◆ Data for this exercise:
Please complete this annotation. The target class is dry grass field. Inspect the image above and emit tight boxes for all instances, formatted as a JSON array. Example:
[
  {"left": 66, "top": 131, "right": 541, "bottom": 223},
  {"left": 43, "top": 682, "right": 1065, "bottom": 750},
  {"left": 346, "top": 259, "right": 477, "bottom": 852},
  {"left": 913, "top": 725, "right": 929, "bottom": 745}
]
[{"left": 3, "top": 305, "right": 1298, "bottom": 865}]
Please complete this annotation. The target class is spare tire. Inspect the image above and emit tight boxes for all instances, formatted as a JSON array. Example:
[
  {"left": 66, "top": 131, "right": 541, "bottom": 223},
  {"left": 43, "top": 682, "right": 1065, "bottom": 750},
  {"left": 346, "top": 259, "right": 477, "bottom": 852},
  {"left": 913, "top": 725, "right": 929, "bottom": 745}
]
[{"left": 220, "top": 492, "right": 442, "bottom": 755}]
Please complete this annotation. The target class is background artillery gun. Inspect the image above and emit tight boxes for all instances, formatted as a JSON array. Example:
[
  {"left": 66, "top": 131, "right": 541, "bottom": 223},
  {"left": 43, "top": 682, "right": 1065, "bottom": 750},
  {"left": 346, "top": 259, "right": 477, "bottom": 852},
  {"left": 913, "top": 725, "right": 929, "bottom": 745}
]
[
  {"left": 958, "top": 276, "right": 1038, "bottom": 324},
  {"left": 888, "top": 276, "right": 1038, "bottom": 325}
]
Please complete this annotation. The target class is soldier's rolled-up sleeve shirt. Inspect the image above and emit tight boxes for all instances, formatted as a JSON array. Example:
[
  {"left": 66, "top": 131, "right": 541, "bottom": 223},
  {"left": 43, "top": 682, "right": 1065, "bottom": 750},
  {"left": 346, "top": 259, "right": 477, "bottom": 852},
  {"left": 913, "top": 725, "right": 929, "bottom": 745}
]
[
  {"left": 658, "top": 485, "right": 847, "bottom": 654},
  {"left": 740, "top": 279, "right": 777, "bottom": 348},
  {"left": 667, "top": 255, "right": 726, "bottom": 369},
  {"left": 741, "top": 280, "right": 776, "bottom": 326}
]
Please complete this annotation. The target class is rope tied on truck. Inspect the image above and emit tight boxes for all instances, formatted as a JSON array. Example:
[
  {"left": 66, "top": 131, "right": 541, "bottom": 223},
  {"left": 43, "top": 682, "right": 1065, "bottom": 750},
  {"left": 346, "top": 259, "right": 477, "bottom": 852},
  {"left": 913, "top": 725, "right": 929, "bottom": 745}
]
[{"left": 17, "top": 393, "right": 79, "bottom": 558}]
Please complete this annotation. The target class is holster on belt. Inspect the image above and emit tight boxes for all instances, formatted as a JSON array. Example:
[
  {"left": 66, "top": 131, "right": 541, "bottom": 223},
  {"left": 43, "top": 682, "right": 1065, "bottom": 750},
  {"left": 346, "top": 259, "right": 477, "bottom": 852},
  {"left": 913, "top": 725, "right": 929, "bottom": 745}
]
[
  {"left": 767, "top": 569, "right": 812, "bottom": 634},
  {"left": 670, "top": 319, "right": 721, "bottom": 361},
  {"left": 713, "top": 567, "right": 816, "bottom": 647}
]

◆ Problem description:
Copy out every line of the entries where the string "Example" shows up.

◆ Exercise result:
Please complete this annotation. The target class is dry grass field. Inspect the image above and emit tight boxes for all instances, formatted as a JSON array. Example:
Please complete this annotation. The target class is spare tire. Inspect the image above and emit tight boxes for all instances, formatted as a JSON array. Example:
Please complete this annotation. The target class is background artillery gun. Inspect the image above and emit tight boxes for all instances, formatted as a JSON array. Example:
Please complete this annotation. The target class is soldier's rolled-up sleeve shirt. Inspect the image above and emit tight boxes for all instances, formatted as a JSON array. Example:
Please complete this annotation. The target class is rope tied on truck. Inspect the image above and emit tight boxes for all instances, formatted as a JSON array. Example:
Please complete this annotation. The target class is holster on belt. Inspect the image above and emit tight boxes for all instances, formatted as a JSON array. Example:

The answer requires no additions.